A suspensão do pagamento da dívida externa, o rompimento com o Fundo Monetário internacional e a edição de diversos programas de ajuste econômico heterodoxo no Governo Sarney criou as condições politicas e sociais para proposição e implantação de uma nova matriz econômica em consonância com os modelos implantados nos países capitalistas centrais (notadamente Inglaterra e Estados Unidos). A matriz preconizava o enxugamento da máquina estatal, adoção do Estado regulador em substituição ao Estado indutor das atividades econômicas, transferências de atribuições do Estado para a iniciativa privada, responsabilidade fiscal, flexibilização dos direitos sociais e trabalhistas, hegemonia do capital financeiro na condução econômica e inovação tecnológica da gestão do trabalho e produção.

▸ LINHAS DE DADOS:
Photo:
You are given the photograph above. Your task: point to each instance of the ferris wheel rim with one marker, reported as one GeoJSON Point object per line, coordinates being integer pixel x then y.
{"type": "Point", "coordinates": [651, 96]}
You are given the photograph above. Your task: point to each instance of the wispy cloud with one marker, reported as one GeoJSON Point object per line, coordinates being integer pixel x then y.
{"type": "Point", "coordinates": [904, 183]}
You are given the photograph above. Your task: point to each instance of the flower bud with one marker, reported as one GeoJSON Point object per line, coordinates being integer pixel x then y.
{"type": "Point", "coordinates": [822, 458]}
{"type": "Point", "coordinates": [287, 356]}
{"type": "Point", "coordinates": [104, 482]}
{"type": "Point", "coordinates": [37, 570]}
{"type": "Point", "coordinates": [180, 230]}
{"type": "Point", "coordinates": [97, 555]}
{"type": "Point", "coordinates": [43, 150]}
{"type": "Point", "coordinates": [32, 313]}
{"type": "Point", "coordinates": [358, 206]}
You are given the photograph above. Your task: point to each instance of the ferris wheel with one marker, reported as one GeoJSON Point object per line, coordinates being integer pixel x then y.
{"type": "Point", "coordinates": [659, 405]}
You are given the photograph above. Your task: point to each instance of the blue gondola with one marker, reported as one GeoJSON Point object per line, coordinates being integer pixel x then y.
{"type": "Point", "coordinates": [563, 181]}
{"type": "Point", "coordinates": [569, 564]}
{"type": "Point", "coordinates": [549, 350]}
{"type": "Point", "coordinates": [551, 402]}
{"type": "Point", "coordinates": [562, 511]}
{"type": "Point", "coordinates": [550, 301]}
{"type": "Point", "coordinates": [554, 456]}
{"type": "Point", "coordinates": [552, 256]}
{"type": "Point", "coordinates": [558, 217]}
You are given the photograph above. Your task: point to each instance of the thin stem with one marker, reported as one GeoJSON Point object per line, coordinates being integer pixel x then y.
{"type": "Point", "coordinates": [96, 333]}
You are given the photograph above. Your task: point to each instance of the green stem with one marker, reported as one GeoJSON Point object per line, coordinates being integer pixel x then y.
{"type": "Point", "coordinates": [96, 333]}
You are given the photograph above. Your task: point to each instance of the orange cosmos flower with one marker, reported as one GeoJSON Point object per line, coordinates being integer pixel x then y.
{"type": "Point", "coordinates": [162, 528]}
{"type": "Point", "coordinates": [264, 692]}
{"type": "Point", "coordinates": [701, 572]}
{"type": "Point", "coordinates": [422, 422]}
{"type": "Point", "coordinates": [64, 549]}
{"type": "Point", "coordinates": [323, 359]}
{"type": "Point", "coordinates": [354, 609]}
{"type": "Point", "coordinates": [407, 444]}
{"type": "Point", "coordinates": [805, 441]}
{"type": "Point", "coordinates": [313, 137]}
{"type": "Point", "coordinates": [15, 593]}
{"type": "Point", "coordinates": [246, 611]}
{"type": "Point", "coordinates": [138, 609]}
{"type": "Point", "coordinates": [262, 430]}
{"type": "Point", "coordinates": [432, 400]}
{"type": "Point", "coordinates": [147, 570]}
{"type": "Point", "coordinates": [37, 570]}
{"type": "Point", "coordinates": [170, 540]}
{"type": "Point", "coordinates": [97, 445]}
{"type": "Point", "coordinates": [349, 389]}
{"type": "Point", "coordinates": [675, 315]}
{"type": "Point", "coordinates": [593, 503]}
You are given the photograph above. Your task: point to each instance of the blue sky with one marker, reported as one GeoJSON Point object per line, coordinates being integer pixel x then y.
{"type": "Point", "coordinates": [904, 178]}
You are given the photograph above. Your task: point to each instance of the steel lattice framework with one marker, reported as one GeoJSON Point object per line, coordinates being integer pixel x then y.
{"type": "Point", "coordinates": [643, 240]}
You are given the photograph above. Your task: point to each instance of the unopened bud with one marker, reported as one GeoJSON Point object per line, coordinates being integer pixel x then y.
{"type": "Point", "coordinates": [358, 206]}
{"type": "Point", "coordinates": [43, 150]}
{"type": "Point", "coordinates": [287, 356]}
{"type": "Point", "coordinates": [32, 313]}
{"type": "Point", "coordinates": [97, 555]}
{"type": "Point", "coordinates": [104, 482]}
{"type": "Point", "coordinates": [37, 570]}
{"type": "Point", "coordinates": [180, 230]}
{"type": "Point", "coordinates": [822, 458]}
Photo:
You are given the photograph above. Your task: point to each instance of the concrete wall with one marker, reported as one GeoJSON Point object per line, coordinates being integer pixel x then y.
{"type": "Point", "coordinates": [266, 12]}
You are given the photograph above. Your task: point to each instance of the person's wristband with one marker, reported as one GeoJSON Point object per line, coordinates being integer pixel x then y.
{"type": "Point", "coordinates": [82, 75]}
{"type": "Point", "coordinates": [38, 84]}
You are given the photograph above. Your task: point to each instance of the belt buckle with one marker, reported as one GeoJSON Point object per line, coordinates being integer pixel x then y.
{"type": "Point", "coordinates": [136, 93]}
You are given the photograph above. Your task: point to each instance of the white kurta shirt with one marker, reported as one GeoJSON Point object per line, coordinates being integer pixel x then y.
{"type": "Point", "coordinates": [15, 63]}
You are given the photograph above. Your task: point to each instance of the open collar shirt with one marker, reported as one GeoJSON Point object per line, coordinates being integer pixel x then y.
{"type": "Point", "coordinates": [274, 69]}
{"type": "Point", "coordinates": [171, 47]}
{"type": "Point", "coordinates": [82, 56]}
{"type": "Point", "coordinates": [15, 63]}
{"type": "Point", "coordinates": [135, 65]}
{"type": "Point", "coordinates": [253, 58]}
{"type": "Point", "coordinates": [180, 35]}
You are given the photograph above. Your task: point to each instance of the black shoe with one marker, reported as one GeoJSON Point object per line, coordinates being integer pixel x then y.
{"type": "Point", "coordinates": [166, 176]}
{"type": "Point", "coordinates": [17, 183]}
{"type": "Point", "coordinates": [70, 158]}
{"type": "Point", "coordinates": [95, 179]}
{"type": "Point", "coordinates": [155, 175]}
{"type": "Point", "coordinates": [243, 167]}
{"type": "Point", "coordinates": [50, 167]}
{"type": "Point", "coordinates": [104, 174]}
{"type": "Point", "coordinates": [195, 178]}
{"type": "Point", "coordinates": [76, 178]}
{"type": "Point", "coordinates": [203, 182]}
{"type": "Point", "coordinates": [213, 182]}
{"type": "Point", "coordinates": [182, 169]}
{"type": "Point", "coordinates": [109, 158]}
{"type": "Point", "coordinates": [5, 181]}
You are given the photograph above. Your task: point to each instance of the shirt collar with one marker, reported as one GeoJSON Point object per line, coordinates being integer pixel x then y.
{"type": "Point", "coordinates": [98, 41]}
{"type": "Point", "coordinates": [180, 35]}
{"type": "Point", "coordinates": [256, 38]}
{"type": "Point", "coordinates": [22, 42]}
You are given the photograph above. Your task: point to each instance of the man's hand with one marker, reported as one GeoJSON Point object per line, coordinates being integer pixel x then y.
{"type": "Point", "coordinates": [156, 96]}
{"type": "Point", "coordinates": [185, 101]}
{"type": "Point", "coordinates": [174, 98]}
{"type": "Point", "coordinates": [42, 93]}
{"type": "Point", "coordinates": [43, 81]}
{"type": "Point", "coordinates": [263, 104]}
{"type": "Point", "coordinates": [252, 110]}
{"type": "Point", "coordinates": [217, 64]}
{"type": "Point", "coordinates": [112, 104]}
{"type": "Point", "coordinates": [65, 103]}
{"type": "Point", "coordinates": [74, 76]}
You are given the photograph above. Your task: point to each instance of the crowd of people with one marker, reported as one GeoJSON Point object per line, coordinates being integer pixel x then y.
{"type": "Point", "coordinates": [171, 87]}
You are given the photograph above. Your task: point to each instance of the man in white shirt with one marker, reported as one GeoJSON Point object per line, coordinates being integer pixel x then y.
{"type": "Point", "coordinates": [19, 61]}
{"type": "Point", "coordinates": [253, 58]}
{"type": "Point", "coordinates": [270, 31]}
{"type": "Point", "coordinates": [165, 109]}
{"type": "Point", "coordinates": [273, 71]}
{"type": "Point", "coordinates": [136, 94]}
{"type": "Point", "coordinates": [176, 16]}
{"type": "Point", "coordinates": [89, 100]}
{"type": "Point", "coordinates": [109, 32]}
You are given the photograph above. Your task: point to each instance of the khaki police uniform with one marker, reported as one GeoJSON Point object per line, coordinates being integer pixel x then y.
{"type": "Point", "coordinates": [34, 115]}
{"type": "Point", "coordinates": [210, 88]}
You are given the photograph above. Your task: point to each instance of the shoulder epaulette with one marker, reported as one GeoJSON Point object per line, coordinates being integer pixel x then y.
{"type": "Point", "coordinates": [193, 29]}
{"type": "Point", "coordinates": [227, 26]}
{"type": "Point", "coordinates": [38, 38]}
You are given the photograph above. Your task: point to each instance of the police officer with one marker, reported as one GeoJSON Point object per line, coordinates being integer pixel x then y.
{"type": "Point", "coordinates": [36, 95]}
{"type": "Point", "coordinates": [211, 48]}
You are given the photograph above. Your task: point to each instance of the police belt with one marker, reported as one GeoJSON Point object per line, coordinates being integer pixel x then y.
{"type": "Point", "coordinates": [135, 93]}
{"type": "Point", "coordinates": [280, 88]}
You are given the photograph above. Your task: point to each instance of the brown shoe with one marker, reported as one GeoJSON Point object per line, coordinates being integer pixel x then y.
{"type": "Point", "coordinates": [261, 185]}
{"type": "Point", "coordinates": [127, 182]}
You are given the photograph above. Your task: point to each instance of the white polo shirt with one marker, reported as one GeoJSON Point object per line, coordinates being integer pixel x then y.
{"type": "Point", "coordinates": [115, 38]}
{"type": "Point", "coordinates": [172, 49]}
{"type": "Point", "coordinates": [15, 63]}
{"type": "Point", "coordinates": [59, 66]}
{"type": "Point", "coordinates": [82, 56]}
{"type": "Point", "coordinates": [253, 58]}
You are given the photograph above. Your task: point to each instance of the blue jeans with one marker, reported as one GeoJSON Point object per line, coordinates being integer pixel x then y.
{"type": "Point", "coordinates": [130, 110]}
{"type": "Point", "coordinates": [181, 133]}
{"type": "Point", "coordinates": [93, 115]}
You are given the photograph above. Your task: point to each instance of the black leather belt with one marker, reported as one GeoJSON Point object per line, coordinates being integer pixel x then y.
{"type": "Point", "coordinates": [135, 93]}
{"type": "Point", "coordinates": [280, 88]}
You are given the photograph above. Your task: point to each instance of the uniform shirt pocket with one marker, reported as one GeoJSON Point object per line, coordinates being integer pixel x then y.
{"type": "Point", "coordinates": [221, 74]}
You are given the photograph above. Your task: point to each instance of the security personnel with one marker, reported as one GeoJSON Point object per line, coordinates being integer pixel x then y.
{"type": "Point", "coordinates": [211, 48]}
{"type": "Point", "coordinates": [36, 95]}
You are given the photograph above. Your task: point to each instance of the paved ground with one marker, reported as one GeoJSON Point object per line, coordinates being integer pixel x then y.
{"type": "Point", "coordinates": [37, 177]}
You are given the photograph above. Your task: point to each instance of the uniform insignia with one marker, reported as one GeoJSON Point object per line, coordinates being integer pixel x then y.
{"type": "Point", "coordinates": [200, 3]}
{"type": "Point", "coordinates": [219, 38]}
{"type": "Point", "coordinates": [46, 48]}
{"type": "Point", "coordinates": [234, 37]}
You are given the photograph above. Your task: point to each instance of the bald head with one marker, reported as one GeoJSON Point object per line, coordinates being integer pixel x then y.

▸ TAREFAS DO EXERCÍCIO:
• 1. Com base no texto sobre a política econômica do Governo Sarney, enumere todas as medidas e princípios que a nova matriz econômica preconizava.
• 2. Resuma em duas frases o texto sobre a política econômica do Governo Sarney.
• 3. Dê prosseguimento ao texto sobre a política econômica do Governo Sarney a partir da última frase apresentada.

▸ RESPOSTAS:
• 1.
- Enxugamento da máquina estatal
- Adoção do Estado regulador em substituição ao Estado indutor das atividades econômicas
- Transferências de atribuições do Estado para a iniciativa privada
- Responsabilidade fiscal
- Flexibilização dos direitos sociais e trabalhistas
- Hegemonia do capital financeiro na condução econômica
- Inovação tecnológica da gestão do trabalho e produção

• 2. A suspensão do pagamento da dívida externa, o rompimento com o Fundo Monetário Internacional e diversos programas de ajuste econômico heterodoxo no Governo Sarney criaram as condições políticas e sociais para uma nova matriz econômica, alinhada aos modelos dos países capitalistas centrais, como Inglaterra e Estados Unidos. Essa matriz defendia, entre outros pontos, o enxugamento da máquina estatal, o Estado regulador, a transferência de atribuições à iniciativa privada, a responsabilidade fiscal e a flexibilização dos direitos sociais e trabalhistas.

• 3.
Neste sentido, era necessário que o Estado Nacional propusesse à sociedade um modelo de Gestão e Governança das Políticas Públicas coerente com a matriz econômica adotada. Ou seja, que se alicerçava na “colaboração e parceria” entre os agentes públicos e privados na coprodução de serviços, políticas e bens públicos, e da melhoria do desempenho focado em resultados com objetivo de gerar valor público — entendendo-se valor público como retorno investimento da sociedade no Estado através dos impostos em bens e serviços públicos para o cidadão — e na sustentabilidade econômica e social.

Em decorrência do ajuste estrutural com adoção de uma nova matriz econômica, denominada de Neoliberal a partir da década de 90, concebia a necessidade de políticas de austeridade com diminuição do investimento e gasto público, privatização e enxugamento da máquina pública federal e transferência de atribuições do Estado Nacional para o poder local.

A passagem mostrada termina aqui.